Below are the records; reproduce all of them exactly but without any images.
======== Recorded data ========
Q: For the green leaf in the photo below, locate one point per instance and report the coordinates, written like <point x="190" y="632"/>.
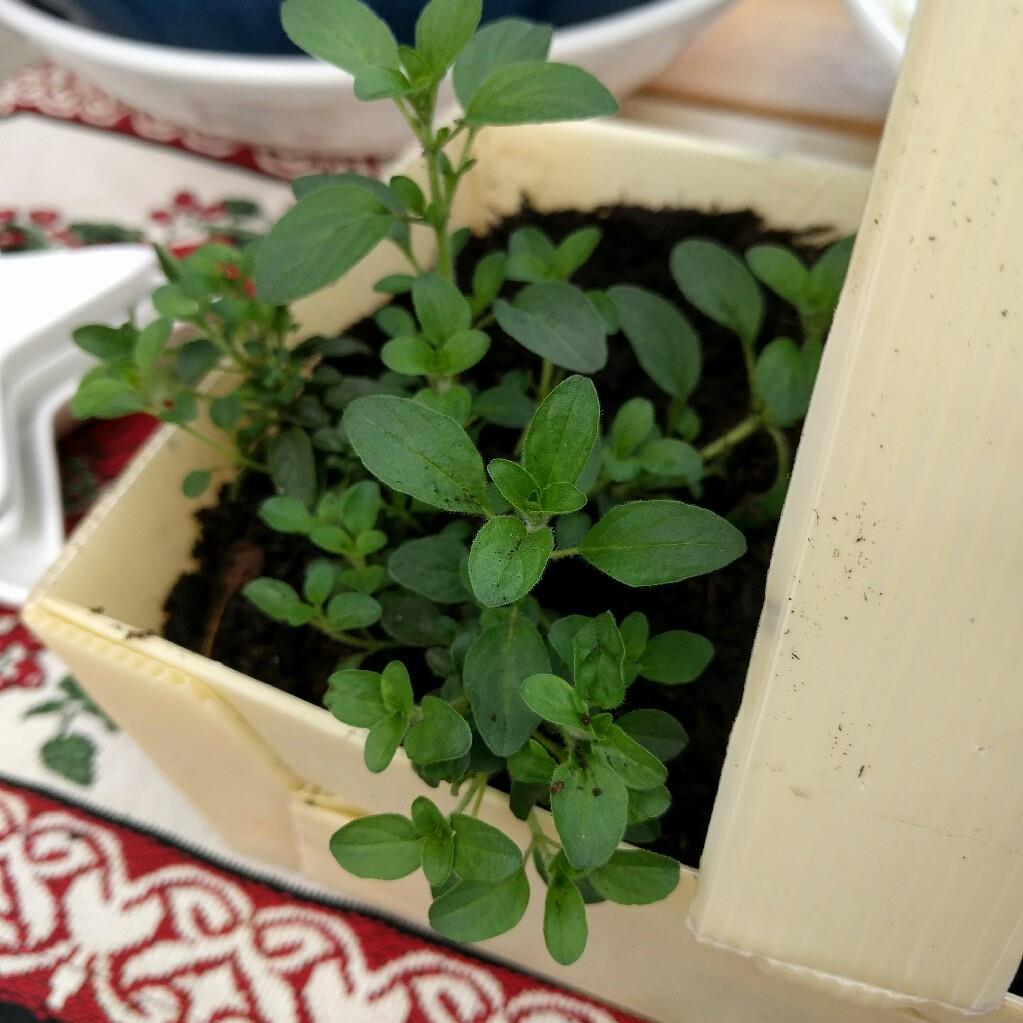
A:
<point x="562" y="498"/>
<point x="506" y="561"/>
<point x="504" y="406"/>
<point x="558" y="322"/>
<point x="475" y="910"/>
<point x="508" y="41"/>
<point x="286" y="515"/>
<point x="532" y="764"/>
<point x="534" y="92"/>
<point x="278" y="601"/>
<point x="385" y="846"/>
<point x="665" y="344"/>
<point x="318" y="240"/>
<point x="636" y="766"/>
<point x="105" y="343"/>
<point x="668" y="456"/>
<point x="718" y="283"/>
<point x="410" y="356"/>
<point x="416" y="451"/>
<point x="575" y="251"/>
<point x="655" y="730"/>
<point x="381" y="83"/>
<point x="293" y="464"/>
<point x="195" y="359"/>
<point x="514" y="484"/>
<point x="352" y="611"/>
<point x="828" y="274"/>
<point x="441" y="735"/>
<point x="431" y="567"/>
<point x="150" y="344"/>
<point x="195" y="482"/>
<point x="345" y="33"/>
<point x="635" y="877"/>
<point x="782" y="270"/>
<point x="530" y="256"/>
<point x="631" y="427"/>
<point x="415" y="621"/>
<point x="556" y="701"/>
<point x="648" y="804"/>
<point x="675" y="657"/>
<point x="396" y="688"/>
<point x="383" y="742"/>
<point x="104" y="398"/>
<point x="784" y="377"/>
<point x="226" y="412"/>
<point x="565" y="929"/>
<point x="501" y="658"/>
<point x="441" y="308"/>
<point x="443" y="29"/>
<point x="562" y="433"/>
<point x="438" y="857"/>
<point x="590" y="806"/>
<point x="462" y="351"/>
<point x="71" y="756"/>
<point x="598" y="658"/>
<point x="482" y="852"/>
<point x="354" y="697"/>
<point x="650" y="543"/>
========
## Exercise response
Q: For the green leaf in the photo below, locate one point per instance and report the coordinates, written like <point x="190" y="632"/>.
A:
<point x="562" y="498"/>
<point x="506" y="561"/>
<point x="504" y="406"/>
<point x="558" y="322"/>
<point x="475" y="910"/>
<point x="508" y="41"/>
<point x="286" y="515"/>
<point x="532" y="764"/>
<point x="534" y="92"/>
<point x="278" y="601"/>
<point x="385" y="846"/>
<point x="665" y="344"/>
<point x="318" y="240"/>
<point x="636" y="766"/>
<point x="105" y="343"/>
<point x="668" y="456"/>
<point x="718" y="283"/>
<point x="410" y="356"/>
<point x="416" y="451"/>
<point x="575" y="251"/>
<point x="655" y="730"/>
<point x="381" y="83"/>
<point x="293" y="464"/>
<point x="195" y="359"/>
<point x="514" y="484"/>
<point x="352" y="611"/>
<point x="828" y="274"/>
<point x="441" y="735"/>
<point x="431" y="567"/>
<point x="150" y="344"/>
<point x="195" y="482"/>
<point x="345" y="33"/>
<point x="635" y="877"/>
<point x="782" y="270"/>
<point x="530" y="256"/>
<point x="631" y="427"/>
<point x="415" y="621"/>
<point x="556" y="701"/>
<point x="648" y="804"/>
<point x="675" y="657"/>
<point x="396" y="688"/>
<point x="383" y="742"/>
<point x="104" y="398"/>
<point x="784" y="377"/>
<point x="226" y="412"/>
<point x="565" y="929"/>
<point x="501" y="658"/>
<point x="441" y="308"/>
<point x="443" y="29"/>
<point x="562" y="433"/>
<point x="438" y="857"/>
<point x="590" y="806"/>
<point x="462" y="351"/>
<point x="71" y="756"/>
<point x="598" y="658"/>
<point x="482" y="852"/>
<point x="354" y="697"/>
<point x="650" y="543"/>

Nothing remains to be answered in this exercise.